- Exercise brief:
Pick out every line in the listing below that contains the word "panel", and copy each one.

Detection examples:

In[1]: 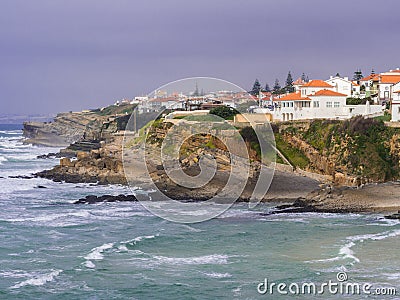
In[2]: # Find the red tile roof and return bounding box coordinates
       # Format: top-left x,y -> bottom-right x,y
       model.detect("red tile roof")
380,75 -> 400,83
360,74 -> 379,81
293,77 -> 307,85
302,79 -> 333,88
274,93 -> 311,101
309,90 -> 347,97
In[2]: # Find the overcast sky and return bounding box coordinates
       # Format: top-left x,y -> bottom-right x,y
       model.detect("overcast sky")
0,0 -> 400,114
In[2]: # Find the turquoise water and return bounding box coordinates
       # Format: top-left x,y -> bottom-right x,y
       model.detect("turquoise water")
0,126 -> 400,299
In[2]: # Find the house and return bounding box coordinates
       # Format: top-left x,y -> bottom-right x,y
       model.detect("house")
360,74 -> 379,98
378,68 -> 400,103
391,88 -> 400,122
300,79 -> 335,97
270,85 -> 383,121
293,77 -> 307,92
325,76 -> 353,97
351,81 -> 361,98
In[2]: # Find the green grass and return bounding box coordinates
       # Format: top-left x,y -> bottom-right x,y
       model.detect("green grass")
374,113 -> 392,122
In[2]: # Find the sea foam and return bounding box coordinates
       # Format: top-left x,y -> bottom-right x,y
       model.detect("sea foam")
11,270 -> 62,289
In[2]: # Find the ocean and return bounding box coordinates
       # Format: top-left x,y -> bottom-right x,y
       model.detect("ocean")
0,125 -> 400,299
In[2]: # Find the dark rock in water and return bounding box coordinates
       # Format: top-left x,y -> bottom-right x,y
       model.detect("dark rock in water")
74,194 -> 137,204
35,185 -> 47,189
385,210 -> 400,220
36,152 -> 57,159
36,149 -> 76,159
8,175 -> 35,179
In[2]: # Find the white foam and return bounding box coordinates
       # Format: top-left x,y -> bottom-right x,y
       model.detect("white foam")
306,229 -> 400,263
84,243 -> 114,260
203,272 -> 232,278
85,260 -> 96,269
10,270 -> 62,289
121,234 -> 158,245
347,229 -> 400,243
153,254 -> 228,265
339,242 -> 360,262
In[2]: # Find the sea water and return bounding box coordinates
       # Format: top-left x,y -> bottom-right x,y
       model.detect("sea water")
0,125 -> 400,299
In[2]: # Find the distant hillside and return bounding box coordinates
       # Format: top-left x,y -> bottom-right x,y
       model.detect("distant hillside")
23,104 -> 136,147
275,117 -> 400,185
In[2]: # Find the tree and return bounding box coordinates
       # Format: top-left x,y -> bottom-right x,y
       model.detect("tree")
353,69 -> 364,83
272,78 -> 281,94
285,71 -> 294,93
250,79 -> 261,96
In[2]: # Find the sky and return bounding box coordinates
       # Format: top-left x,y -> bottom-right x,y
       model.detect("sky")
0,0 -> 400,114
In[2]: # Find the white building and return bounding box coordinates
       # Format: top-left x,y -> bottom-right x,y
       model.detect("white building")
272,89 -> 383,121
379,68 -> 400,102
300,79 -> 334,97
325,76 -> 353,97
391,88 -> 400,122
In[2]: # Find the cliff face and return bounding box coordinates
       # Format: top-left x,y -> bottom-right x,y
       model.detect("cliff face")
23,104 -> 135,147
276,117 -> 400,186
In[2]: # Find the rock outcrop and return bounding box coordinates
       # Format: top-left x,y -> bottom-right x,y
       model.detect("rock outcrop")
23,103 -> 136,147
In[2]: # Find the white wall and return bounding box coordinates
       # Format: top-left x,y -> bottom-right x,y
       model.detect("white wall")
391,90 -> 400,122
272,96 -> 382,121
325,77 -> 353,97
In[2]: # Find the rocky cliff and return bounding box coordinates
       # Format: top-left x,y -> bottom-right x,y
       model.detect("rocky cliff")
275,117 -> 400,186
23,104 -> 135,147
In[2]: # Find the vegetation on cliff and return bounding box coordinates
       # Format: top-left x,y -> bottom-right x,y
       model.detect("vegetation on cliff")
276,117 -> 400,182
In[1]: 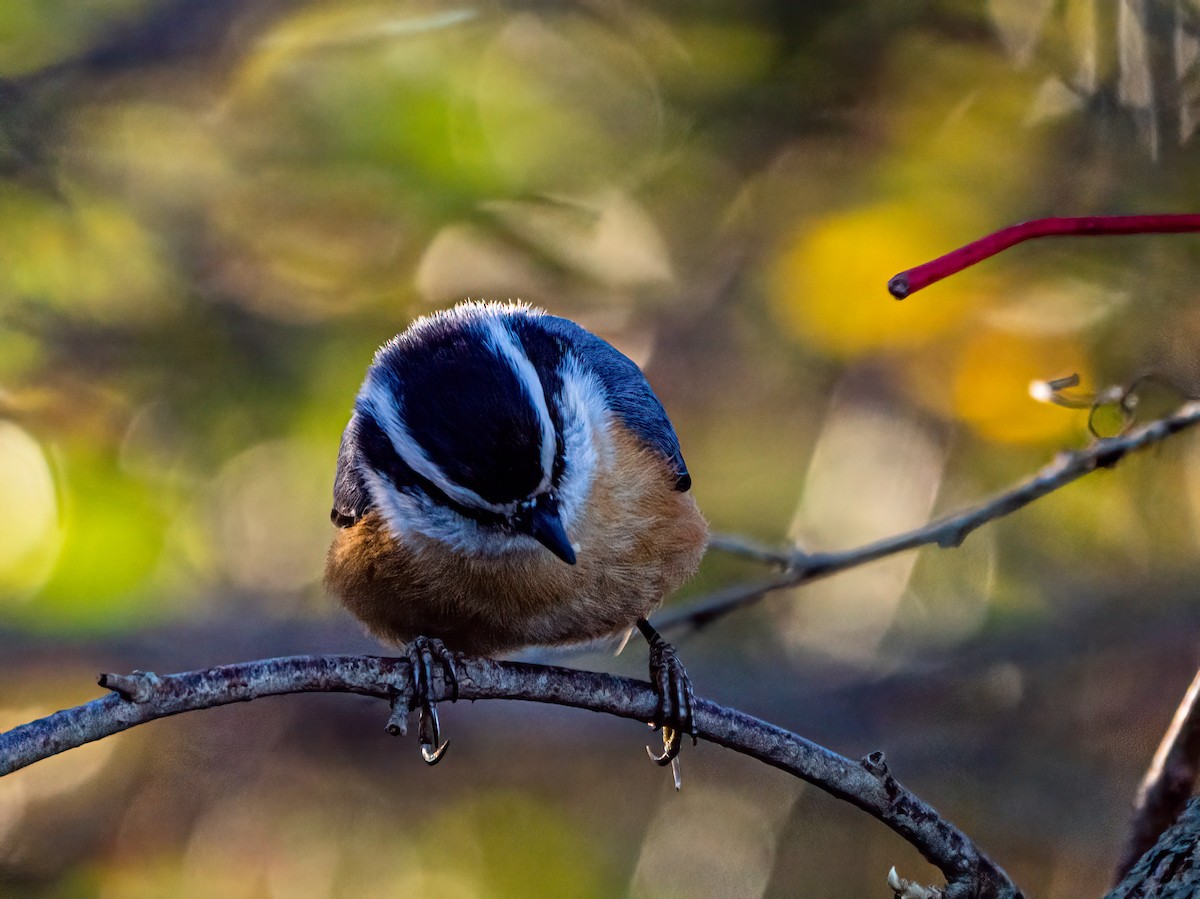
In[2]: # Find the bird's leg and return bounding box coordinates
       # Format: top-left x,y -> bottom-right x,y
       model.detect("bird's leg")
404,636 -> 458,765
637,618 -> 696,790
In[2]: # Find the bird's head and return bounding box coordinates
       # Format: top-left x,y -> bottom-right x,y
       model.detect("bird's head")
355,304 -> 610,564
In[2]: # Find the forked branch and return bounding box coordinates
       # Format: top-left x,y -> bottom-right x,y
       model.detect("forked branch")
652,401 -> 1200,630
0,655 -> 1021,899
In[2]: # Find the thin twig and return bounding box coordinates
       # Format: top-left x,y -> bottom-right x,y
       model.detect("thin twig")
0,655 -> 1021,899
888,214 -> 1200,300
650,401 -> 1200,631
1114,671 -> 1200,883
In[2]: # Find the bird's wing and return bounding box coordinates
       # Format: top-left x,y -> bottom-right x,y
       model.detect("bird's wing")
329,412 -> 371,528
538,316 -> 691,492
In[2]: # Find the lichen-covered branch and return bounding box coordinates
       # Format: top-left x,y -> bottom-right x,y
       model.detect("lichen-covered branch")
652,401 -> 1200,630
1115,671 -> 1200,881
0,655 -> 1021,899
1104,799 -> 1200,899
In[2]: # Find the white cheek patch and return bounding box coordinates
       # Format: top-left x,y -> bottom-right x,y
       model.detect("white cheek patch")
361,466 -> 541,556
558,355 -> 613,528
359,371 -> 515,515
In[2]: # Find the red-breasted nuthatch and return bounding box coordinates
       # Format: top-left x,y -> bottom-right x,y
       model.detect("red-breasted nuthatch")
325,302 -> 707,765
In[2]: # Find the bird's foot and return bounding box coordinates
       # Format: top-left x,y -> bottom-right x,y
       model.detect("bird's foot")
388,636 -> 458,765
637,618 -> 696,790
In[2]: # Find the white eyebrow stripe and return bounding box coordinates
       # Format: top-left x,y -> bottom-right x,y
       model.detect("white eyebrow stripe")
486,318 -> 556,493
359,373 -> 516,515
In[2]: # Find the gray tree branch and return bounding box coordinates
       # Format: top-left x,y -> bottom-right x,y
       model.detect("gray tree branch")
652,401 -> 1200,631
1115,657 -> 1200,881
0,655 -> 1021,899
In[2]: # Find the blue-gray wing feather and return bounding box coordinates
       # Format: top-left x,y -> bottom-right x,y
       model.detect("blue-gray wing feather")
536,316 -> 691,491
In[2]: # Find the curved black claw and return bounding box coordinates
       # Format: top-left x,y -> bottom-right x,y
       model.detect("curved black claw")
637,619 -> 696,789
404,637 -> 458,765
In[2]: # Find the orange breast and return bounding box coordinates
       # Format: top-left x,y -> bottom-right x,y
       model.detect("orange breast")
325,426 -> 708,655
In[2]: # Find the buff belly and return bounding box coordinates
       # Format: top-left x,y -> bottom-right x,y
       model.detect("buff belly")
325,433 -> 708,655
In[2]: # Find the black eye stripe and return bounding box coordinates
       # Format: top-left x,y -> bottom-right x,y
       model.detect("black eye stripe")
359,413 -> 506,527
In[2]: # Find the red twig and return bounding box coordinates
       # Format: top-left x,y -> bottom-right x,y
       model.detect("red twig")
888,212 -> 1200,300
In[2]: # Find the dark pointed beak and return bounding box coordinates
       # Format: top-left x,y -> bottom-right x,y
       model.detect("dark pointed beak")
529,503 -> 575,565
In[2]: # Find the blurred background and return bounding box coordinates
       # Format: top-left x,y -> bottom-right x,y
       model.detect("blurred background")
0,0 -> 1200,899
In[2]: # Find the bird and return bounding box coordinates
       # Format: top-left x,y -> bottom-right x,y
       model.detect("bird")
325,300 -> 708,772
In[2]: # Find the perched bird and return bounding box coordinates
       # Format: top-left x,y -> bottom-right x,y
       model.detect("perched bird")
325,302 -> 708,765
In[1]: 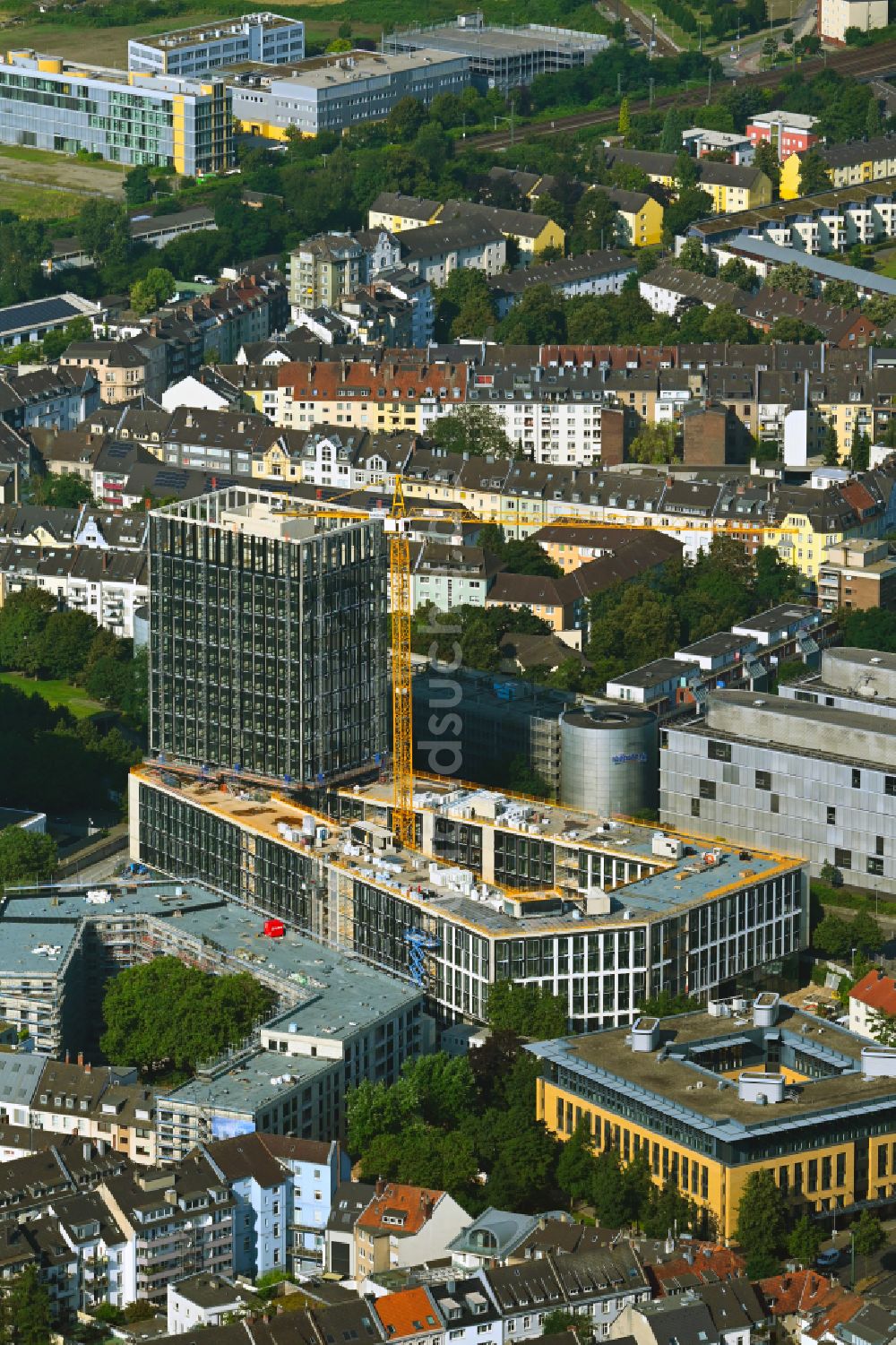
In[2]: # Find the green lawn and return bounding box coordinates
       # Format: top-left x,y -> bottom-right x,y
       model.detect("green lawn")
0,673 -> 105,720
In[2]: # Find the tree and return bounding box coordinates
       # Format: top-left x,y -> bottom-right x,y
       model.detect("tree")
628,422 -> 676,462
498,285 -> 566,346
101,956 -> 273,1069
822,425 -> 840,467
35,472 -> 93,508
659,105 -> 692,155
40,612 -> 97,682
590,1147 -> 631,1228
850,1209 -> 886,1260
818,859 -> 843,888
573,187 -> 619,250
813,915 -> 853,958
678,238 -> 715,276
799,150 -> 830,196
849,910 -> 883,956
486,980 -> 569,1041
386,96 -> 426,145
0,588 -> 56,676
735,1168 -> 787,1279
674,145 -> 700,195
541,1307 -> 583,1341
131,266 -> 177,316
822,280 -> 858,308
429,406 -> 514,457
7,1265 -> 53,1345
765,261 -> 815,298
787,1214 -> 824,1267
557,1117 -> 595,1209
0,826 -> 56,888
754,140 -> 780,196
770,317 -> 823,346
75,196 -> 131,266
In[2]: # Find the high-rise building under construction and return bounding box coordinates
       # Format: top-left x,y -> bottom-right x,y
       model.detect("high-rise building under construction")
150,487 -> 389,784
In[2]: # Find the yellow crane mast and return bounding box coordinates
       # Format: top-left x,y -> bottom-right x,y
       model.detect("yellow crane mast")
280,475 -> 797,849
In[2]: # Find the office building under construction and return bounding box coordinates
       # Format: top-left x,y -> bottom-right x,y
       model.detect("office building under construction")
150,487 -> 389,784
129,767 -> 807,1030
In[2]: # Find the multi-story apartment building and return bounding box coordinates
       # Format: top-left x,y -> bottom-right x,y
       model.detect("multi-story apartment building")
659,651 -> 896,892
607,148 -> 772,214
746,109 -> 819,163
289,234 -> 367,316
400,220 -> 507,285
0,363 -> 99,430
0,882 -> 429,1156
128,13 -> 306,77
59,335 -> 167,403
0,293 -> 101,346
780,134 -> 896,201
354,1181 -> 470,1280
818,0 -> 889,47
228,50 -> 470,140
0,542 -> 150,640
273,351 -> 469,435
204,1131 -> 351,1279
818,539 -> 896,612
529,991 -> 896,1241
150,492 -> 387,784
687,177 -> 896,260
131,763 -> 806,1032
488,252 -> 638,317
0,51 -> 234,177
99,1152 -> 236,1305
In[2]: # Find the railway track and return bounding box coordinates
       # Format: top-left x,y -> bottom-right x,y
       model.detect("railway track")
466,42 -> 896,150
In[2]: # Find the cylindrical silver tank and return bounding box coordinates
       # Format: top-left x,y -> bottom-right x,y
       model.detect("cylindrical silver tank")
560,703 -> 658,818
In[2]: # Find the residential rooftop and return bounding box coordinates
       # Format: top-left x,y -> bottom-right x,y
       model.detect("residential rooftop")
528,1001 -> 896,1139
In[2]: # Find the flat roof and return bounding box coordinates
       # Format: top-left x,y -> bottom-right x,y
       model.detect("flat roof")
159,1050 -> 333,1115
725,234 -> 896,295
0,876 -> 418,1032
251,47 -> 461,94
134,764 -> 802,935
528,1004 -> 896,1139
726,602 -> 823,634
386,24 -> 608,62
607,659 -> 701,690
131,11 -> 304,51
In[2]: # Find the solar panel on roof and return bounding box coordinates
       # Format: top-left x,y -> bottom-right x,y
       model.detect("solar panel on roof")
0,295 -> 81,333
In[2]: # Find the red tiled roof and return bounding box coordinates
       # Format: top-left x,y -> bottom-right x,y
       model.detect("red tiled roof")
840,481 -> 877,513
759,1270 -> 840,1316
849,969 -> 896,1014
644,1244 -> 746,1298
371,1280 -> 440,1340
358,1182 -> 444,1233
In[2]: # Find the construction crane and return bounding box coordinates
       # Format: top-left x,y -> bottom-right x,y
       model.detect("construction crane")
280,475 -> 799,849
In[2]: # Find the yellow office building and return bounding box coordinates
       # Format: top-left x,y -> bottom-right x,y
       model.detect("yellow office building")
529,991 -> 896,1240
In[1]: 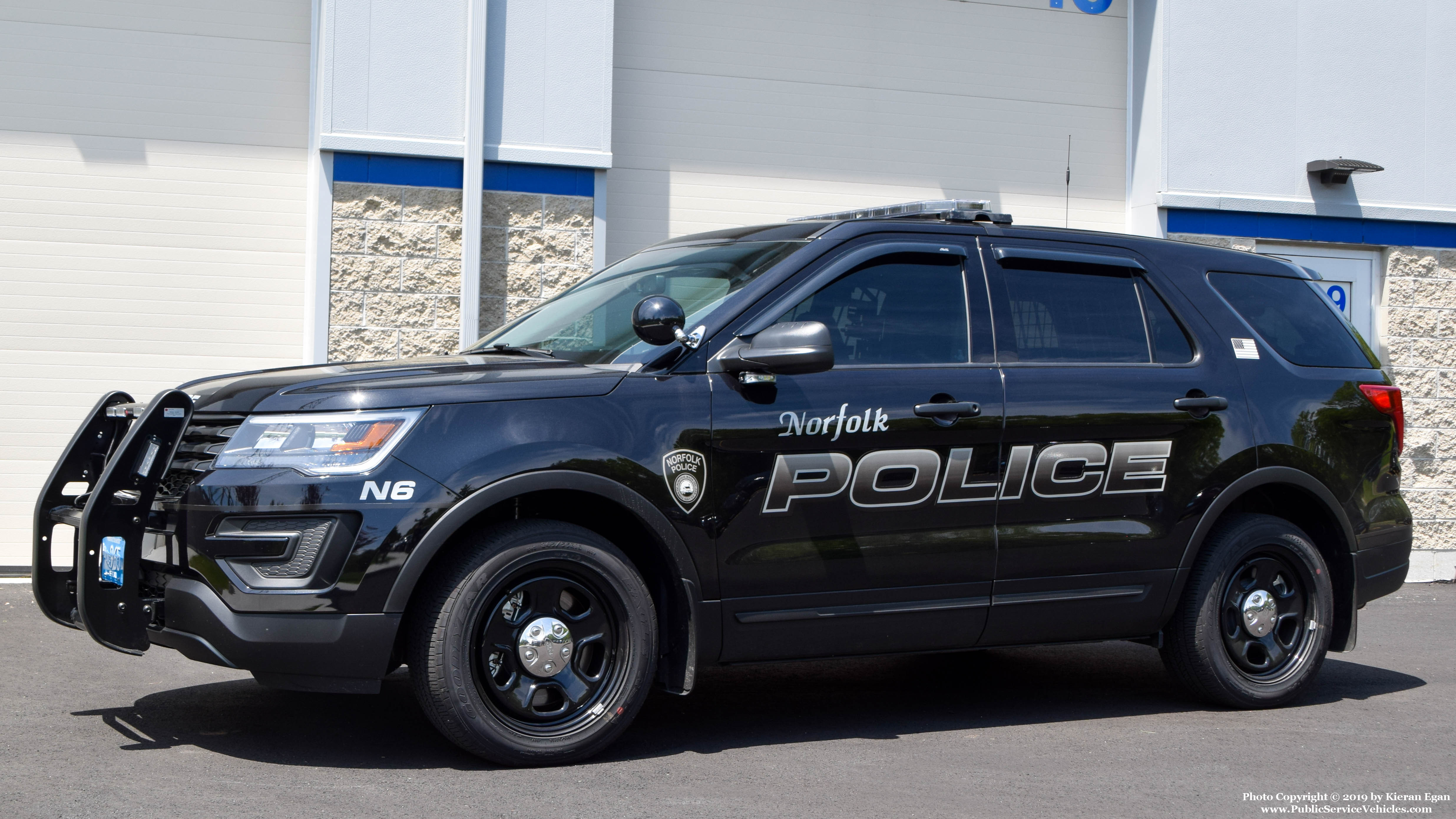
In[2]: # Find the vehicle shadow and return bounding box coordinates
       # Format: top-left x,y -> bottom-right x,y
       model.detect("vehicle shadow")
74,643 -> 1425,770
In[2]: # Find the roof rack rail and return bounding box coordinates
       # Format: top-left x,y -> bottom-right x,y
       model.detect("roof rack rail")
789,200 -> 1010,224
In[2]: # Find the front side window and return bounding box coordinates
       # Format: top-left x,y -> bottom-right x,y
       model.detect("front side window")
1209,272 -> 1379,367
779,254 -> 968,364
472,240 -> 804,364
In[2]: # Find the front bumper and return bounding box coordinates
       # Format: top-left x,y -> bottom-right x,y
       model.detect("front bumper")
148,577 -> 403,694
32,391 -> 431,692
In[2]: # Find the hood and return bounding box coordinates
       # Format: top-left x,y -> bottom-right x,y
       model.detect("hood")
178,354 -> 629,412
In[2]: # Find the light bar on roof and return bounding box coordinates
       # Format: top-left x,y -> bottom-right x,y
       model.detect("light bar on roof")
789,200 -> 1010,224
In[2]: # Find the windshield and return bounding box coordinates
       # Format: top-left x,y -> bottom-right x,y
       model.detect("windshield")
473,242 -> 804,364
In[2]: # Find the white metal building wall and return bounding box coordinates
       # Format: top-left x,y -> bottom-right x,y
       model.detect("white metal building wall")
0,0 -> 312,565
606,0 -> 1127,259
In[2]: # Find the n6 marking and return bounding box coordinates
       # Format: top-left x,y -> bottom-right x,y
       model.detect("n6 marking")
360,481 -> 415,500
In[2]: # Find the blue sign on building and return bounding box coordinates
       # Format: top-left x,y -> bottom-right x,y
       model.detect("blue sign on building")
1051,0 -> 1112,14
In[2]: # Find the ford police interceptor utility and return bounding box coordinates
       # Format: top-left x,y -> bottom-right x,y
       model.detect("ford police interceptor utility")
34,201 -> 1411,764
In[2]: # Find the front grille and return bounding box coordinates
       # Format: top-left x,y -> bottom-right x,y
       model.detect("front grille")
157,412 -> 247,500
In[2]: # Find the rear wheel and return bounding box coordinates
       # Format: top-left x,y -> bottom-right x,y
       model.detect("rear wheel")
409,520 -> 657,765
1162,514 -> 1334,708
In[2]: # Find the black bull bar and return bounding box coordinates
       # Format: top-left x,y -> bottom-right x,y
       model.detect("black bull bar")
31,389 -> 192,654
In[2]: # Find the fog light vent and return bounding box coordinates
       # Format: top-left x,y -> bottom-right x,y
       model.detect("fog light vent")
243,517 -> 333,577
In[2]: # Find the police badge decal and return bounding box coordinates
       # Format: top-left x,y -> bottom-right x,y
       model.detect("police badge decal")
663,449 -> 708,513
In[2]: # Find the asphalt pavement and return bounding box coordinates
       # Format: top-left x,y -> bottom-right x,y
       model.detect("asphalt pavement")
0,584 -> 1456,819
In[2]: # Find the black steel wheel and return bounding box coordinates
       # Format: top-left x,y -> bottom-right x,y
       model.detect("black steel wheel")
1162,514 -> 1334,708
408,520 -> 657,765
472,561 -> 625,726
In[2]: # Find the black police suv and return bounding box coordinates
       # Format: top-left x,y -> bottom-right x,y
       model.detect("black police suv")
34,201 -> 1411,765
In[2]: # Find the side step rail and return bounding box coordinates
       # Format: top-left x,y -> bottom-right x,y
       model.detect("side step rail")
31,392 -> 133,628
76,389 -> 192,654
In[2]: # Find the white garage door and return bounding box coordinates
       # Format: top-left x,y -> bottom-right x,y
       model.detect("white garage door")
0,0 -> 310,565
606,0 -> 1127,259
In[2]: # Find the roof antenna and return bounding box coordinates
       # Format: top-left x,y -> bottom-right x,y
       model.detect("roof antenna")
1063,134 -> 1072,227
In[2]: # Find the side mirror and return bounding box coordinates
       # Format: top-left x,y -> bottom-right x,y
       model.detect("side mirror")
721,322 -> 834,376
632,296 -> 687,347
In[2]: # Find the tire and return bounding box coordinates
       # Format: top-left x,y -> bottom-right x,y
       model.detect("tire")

- The answer:
In[2]: # Find the solar panel on roof and return bounding box coordinates
       model.detect("solar panel on roof")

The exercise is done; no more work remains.